Given information below:

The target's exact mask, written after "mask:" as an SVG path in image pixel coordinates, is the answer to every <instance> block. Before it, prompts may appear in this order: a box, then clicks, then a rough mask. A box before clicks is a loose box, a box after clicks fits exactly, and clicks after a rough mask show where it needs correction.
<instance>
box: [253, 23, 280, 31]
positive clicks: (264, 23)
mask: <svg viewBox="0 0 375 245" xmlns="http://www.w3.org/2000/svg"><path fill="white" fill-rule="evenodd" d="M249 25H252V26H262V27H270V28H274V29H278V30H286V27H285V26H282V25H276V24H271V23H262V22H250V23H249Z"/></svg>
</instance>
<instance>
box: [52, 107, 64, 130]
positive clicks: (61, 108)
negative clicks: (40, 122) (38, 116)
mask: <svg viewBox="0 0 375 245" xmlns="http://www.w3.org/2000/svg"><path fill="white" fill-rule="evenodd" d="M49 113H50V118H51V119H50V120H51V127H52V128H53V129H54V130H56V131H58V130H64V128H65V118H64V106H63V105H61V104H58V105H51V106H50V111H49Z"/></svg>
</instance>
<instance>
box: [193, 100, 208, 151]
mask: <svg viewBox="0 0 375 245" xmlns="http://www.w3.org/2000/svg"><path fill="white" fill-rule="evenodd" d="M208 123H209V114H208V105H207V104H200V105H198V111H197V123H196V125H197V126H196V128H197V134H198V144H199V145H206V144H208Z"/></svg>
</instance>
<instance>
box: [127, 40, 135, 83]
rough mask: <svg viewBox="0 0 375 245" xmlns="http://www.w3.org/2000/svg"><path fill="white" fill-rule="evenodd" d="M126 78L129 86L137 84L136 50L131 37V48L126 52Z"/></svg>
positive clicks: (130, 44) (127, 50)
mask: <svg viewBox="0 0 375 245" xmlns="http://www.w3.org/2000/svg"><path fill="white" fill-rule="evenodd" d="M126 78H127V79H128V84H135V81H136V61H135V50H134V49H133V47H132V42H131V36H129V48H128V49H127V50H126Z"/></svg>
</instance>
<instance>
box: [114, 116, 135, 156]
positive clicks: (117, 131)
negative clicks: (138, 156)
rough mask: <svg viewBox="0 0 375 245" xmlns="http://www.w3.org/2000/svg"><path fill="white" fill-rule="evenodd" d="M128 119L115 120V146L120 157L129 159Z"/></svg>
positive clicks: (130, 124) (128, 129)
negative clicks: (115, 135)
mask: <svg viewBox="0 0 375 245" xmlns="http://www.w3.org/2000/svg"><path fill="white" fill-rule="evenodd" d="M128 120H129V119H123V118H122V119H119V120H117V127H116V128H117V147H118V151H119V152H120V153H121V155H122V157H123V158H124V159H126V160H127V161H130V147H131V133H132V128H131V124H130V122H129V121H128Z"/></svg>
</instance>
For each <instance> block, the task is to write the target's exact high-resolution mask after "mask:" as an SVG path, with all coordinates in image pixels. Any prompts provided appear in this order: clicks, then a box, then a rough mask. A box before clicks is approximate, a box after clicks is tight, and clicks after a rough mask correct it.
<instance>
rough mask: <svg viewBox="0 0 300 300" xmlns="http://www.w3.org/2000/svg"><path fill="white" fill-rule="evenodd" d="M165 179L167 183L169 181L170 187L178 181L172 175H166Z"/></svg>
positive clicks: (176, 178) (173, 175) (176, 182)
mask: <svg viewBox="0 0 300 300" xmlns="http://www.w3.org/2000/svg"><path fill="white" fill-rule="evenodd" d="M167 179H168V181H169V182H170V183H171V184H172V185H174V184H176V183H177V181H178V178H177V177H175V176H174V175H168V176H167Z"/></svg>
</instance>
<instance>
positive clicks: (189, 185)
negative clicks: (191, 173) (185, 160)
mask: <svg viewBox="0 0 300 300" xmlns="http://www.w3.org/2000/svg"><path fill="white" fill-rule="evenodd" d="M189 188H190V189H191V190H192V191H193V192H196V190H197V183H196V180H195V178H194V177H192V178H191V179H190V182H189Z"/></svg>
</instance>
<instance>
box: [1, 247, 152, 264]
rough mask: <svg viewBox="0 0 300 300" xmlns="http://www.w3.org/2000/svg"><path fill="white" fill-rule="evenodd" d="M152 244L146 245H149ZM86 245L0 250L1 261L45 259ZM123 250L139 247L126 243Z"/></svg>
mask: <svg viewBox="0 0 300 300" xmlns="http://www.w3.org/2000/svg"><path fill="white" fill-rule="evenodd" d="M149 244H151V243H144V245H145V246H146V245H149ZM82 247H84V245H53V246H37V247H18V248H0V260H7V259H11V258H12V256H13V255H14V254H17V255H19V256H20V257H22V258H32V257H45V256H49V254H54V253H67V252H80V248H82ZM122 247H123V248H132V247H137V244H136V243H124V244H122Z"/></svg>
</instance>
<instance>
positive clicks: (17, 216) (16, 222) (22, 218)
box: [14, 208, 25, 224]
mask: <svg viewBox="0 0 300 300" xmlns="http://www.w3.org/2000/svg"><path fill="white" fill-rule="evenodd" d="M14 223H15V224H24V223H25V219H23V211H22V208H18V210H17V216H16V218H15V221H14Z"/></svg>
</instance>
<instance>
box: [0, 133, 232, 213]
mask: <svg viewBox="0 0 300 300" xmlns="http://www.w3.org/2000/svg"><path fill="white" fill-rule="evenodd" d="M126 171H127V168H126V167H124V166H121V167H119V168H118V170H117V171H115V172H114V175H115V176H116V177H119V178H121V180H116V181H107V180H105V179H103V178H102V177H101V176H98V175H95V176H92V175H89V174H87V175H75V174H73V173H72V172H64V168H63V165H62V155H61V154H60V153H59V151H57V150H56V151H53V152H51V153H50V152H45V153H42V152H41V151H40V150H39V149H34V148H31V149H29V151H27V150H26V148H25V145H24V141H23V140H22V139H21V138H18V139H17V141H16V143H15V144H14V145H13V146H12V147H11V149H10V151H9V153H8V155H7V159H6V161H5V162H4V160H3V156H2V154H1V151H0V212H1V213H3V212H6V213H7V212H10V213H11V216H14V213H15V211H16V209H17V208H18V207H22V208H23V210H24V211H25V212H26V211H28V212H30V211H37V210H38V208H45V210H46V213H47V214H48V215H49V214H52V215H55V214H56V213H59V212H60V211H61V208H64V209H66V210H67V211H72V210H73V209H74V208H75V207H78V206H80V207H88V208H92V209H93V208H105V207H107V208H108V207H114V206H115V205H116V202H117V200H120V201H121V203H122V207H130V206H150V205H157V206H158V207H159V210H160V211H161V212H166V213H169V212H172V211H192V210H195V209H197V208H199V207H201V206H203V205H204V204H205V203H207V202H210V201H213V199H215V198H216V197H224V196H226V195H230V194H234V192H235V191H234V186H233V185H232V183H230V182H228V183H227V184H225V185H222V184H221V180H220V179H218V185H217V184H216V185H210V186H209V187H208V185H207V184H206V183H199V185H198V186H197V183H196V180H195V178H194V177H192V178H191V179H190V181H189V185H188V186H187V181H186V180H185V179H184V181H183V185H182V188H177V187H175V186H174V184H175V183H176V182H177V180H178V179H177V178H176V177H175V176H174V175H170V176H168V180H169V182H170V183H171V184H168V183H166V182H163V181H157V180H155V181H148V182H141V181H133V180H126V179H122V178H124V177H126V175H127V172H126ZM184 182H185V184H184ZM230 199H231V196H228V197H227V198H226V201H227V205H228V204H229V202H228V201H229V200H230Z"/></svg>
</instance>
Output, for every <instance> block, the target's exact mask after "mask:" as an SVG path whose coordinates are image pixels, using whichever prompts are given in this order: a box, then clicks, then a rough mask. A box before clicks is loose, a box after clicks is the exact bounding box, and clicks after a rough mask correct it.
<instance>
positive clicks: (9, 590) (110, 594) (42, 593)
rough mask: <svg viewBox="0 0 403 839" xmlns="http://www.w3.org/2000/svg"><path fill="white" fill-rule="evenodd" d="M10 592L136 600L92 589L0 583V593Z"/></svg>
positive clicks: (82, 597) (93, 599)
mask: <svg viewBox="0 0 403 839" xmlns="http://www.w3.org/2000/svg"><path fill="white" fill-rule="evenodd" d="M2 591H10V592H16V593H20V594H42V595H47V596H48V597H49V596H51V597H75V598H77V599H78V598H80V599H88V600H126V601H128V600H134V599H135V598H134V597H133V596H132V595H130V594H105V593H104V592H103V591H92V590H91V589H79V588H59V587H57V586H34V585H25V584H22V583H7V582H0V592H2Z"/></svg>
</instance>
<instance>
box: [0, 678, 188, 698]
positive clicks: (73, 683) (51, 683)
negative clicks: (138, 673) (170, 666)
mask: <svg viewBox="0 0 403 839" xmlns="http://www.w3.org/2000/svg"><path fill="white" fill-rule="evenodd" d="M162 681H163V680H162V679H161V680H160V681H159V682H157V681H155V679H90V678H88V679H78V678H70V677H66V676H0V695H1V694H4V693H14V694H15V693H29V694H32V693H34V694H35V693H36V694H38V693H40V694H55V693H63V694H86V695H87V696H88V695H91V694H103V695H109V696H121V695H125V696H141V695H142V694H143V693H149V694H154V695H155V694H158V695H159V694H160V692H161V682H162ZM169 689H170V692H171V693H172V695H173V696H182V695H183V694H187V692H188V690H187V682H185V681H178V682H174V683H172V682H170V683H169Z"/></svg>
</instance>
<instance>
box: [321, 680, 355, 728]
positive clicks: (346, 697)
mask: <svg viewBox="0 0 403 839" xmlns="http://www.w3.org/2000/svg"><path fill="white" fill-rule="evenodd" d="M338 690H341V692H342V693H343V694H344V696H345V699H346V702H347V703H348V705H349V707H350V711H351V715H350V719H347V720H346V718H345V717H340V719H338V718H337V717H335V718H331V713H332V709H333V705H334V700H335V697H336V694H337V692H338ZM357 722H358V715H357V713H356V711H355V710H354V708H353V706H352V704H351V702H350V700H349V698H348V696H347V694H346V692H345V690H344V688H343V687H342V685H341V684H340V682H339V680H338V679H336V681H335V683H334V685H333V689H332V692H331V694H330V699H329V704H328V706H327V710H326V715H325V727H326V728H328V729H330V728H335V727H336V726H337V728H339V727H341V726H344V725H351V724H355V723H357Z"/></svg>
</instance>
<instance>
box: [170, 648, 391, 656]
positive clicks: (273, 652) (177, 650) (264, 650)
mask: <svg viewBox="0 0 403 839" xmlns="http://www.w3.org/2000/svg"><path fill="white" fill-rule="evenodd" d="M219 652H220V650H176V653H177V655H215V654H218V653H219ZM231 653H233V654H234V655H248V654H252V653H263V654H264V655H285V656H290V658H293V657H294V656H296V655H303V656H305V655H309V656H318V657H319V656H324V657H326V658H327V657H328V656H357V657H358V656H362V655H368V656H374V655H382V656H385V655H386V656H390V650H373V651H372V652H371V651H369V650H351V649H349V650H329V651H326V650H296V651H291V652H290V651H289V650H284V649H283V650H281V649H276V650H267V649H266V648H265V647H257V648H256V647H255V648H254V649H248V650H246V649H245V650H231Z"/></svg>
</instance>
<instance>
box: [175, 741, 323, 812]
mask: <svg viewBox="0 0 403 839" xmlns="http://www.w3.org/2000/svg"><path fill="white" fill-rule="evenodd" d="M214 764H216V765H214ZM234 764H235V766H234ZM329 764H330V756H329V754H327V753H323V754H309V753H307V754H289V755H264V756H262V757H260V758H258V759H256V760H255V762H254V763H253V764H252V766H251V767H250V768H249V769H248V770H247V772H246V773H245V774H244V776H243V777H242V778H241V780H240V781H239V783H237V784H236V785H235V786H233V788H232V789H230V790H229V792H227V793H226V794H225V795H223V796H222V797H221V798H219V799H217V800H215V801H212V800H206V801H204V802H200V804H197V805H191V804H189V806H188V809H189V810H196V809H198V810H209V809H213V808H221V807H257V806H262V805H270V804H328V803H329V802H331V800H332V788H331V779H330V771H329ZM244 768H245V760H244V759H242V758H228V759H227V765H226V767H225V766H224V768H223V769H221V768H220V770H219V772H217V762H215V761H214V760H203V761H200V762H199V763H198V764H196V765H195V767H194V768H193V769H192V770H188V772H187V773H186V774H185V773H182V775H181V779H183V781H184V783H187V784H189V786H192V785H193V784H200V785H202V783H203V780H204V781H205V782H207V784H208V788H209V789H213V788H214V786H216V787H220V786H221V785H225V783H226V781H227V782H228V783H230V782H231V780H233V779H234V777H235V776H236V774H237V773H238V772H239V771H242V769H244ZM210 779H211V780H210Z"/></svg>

End of Given information.

Work request » Only one stretch of the records above is wanted: the lines between the one holding "positive clicks: (130, 44) (127, 50)" and the one holding "box: [1, 247, 152, 264]", inclusive, reproduced exactly.

Completed exercise »
positive clicks: (130, 44) (127, 50)
mask: <svg viewBox="0 0 375 245" xmlns="http://www.w3.org/2000/svg"><path fill="white" fill-rule="evenodd" d="M126 78H127V79H128V84H135V81H136V61H135V50H134V49H133V47H132V42H131V36H129V48H128V49H127V50H126Z"/></svg>
</instance>
<instance>
box: [114, 116, 135, 156]
positive clicks: (117, 131)
negative clicks: (138, 156)
rough mask: <svg viewBox="0 0 375 245" xmlns="http://www.w3.org/2000/svg"><path fill="white" fill-rule="evenodd" d="M128 119L115 120V146L120 157L129 159Z"/></svg>
positive clicks: (130, 124) (128, 129)
negative clicks: (115, 135)
mask: <svg viewBox="0 0 375 245" xmlns="http://www.w3.org/2000/svg"><path fill="white" fill-rule="evenodd" d="M128 120H129V119H123V118H122V119H119V120H117V127H116V128H117V147H118V151H119V152H120V153H121V155H122V157H123V158H124V159H126V160H127V161H130V147H131V133H132V128H131V124H130V122H129V121H128Z"/></svg>
</instance>
For each <instance> block, the task is to write the target's exact high-resolution mask after "mask:" as an SVG path, with all coordinates in image pixels. Any prompts provided appear in this order: clicks, then a box, then a rough mask. A box before clicks is approximate, a box after clicks is tight, and clicks after a rough mask correct it.
<instance>
rough mask: <svg viewBox="0 0 300 300" xmlns="http://www.w3.org/2000/svg"><path fill="white" fill-rule="evenodd" d="M165 179L167 183L169 181L170 187L178 181L172 175H166Z"/></svg>
positive clicks: (176, 178) (173, 175) (176, 182)
mask: <svg viewBox="0 0 300 300" xmlns="http://www.w3.org/2000/svg"><path fill="white" fill-rule="evenodd" d="M167 179H168V181H169V182H170V183H171V184H172V185H174V184H176V183H177V181H178V178H177V177H175V176H174V175H168V176H167Z"/></svg>
</instance>
<instance>
positive clicks: (189, 185)
negative clicks: (191, 173) (185, 160)
mask: <svg viewBox="0 0 300 300" xmlns="http://www.w3.org/2000/svg"><path fill="white" fill-rule="evenodd" d="M189 188H190V189H191V190H192V191H193V192H196V190H197V183H196V180H195V178H194V177H192V178H191V179H190V182H189Z"/></svg>
</instance>
<instance>
box: [1, 247, 152, 264]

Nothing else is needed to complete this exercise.